▶ [PROBLEM DESCRIPTION] Write the records out once more. Leave each line exactly as given.
GIVEN DATA Start Marker
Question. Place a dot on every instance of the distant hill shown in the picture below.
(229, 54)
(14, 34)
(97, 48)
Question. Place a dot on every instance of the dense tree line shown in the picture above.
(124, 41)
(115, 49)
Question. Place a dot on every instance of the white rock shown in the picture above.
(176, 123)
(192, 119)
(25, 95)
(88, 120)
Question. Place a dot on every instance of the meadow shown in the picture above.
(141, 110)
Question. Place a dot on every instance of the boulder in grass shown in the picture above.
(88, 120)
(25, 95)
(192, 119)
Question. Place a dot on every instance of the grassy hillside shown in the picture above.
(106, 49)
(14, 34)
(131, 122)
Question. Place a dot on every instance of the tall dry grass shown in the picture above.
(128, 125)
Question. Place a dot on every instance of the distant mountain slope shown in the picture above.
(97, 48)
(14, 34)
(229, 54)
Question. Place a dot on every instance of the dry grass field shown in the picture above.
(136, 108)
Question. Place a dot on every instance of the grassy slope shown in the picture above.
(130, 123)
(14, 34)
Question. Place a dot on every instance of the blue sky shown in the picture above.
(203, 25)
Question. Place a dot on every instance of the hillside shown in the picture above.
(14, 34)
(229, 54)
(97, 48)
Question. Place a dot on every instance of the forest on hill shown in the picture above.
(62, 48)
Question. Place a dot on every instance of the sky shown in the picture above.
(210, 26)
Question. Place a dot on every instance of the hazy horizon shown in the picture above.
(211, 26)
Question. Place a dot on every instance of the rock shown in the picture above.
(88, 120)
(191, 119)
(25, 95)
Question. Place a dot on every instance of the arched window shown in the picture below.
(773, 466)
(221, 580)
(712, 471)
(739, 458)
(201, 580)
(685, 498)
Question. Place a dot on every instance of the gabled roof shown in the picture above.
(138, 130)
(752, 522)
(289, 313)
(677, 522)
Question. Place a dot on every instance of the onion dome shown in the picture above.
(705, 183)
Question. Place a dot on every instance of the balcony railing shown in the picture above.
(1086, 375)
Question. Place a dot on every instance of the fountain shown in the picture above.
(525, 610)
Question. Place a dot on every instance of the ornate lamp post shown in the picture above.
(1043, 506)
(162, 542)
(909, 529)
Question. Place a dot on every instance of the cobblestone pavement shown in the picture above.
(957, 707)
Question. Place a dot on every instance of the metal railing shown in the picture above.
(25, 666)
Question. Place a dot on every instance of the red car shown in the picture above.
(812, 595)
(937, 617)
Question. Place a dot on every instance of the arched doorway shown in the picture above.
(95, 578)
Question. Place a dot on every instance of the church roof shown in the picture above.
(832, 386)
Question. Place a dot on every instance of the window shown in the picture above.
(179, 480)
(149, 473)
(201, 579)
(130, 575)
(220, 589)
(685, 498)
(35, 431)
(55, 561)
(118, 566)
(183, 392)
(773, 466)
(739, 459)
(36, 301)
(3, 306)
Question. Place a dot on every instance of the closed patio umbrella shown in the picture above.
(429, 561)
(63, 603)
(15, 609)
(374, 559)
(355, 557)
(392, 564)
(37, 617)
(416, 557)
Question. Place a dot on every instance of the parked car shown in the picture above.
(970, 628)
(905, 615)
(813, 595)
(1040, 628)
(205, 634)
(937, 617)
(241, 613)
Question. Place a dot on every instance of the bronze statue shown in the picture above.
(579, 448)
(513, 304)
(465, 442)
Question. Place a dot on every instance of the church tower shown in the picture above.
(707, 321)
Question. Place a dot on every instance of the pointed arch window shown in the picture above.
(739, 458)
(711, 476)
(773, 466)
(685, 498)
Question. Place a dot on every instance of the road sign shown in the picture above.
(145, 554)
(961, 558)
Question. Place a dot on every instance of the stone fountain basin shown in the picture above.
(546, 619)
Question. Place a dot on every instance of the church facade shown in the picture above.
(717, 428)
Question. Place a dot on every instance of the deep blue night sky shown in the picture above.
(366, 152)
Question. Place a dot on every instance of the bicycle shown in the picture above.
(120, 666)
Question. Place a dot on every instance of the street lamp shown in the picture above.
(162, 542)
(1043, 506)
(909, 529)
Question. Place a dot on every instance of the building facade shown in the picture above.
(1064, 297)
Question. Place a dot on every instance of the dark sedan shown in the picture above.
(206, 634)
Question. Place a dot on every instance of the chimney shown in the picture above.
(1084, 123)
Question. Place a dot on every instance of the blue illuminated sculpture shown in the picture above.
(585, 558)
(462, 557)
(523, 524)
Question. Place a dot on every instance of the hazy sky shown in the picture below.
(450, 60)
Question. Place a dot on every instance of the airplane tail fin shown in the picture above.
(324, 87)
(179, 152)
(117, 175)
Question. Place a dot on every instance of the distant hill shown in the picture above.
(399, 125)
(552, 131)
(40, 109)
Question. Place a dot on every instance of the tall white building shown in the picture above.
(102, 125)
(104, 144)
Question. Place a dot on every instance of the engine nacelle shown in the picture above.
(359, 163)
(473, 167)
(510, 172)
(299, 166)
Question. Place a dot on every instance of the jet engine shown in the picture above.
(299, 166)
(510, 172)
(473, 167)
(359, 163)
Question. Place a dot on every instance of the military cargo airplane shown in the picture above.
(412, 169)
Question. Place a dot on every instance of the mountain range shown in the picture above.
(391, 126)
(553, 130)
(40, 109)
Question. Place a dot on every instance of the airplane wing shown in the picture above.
GIVEN DATA End Marker
▶ [WRITTEN SOLUTION]
Question. Place a dot on every instance of the distant hill shown in the picture below.
(229, 54)
(14, 34)
(97, 48)
Question. Place a dot on every instance of the dense tree line shown in the picture above.
(124, 41)
(115, 49)
Question. Place a dot on every instance of the white rock shown in the picture above.
(176, 123)
(192, 119)
(25, 95)
(88, 120)
Question. Place a dot on every instance of the meadow shown in the picture above.
(141, 110)
Question. Place a dot on every instance of the boulder in grass shown in the picture above.
(88, 120)
(25, 95)
(192, 119)
Question. Place a dot on every instance of the grassy hillside shown in the picture above.
(106, 49)
(14, 34)
(131, 122)
Question. Place a dot on every instance of the tall dry grass shown in the picture above.
(128, 125)
Question. Place a dot on every instance of the distant mountain slope shown in the picture above.
(97, 48)
(14, 34)
(229, 54)
Question. Place a dot on every instance of the dry grass field shown in the picture above.
(136, 108)
Question. Place a dot on every instance of the grassy slope shown in the picture above.
(130, 123)
(14, 34)
Question. Place a dot on every instance of the blue sky shown in the picture above.
(203, 25)
Question. Place a dot on every instance of the hillside shown in the picture above.
(14, 34)
(229, 54)
(97, 48)
Question. Place a dot on every instance of the forest on hill shown in the picture above.
(62, 48)
Question. Place a dot on every instance of the sky shown in the picture above.
(210, 26)
Question. Place a dot on every instance of the hazy horizon shown in the picture above.
(211, 26)
Question. Place a dot on every instance of the rock shown in the picture above.
(88, 120)
(191, 119)
(25, 95)
Question. Place a dot on every instance of the arched window shown in the picture below.
(773, 466)
(221, 580)
(712, 471)
(739, 458)
(201, 580)
(685, 498)
Question. Place a dot on every instance of the gabled roof shown in the picture above.
(138, 130)
(752, 522)
(289, 313)
(677, 522)
Question. Place a dot on every instance of the onion dome shown in the picture above.
(705, 183)
Question. Place a dot on every instance of the balcony railing shown in the picture above.
(1086, 375)
Question. Place a dot on every instance of the fountain shown in the picture above.
(525, 610)
Question. Place a dot on every instance of the ornate lamp post shown in the picture above.
(1043, 506)
(162, 542)
(909, 529)
Question. Place a dot on every instance of the cobblestone pavement shown in the picture above.
(957, 707)
Question. Place a dot on every instance of the metal railing shown in the picture above.
(25, 666)
Question. Place a dot on every instance of the red car shown in the picture above.
(812, 595)
(937, 617)
Question. Place a dot on every instance of the arched doorway shown in the picture above.
(95, 578)
Question. Place a dot on every instance of the church roof shown in the picture above.
(832, 386)
Question. Place a dot on every instance of the window shown in the picture above.
(179, 480)
(149, 473)
(201, 579)
(130, 575)
(220, 589)
(685, 498)
(35, 431)
(55, 561)
(118, 566)
(183, 392)
(773, 466)
(739, 459)
(36, 301)
(3, 306)
Question. Place a dot on every instance of the closed patio umbrella shown in the picture above.
(429, 561)
(63, 603)
(15, 609)
(374, 559)
(355, 557)
(392, 564)
(37, 617)
(416, 557)
Question. Place a dot on every instance of the parked car shown in the picture above.
(970, 628)
(905, 615)
(813, 595)
(1040, 628)
(205, 634)
(937, 617)
(241, 613)
Question. Place a dot on every instance of the bronze statue shown in the picture above.
(579, 448)
(513, 304)
(465, 442)
Question. Place a dot on every instance of the church tower shown in the picture above.
(707, 321)
Question. Place a dot on every instance of the pointed arch window shown in the picture above.
(739, 458)
(711, 476)
(773, 466)
(685, 498)
Question. Place a dot on every instance of the road sign shown in the picture above.
(145, 554)
(961, 558)
Question. Place a dot on every instance of the stone fountain basin shown in the picture above.
(546, 619)
Question. Place a dot on every instance of the church facade shown in the picture above.
(717, 428)
Question. Place a dot on every instance of the deep blue night sky shown in the picture above.
(366, 152)
Question. Place a dot on every instance of the bicycle shown in the picture above.
(120, 666)
Question. Place a dot on every instance of the street lamp shown in the picture above.
(162, 542)
(1043, 506)
(909, 529)
Question. Place a dot on every instance of the building facade shown in the picture above.
(1064, 297)
Question. Place a dot on every instance of the dark sedan shown in the picture above.
(206, 634)
Question. Place a dot on every instance of the chimney shown in the picture above.
(1084, 123)
Question. Place a dot on every instance of the blue illuminated sculpture shown in the picture above.
(585, 558)
(462, 557)
(523, 524)
Question. Place a dot on every instance of the hazy sky shown in the picture below.
(450, 60)
Question. Place a dot on every instance of the airplane tail fin shown in the picture above.
(324, 87)
(179, 152)
(117, 175)
Question. Place a dot on every instance of the distant hill shown in the picture above.
(399, 125)
(552, 131)
(40, 109)
Question. Place a dot on every instance of the tall white building shown in the picture above.
(102, 125)
(104, 144)
Question. Place a dot on every instance of the engine nacelle shown in the picture above.
(359, 163)
(473, 167)
(510, 172)
(299, 166)
Question. Place a dot on every instance of the jet engine shown in the picture above.
(299, 166)
(510, 172)
(473, 167)
(359, 163)
Question. Place a dot on every instance of the military cargo airplane shown in the picture above.
(412, 169)
Question. Place a dot on every instance of the mountain range shown in the picture above.
(391, 126)
(553, 130)
(40, 109)
Question. Place a dot on every instance of the airplane wing shown in the picture above.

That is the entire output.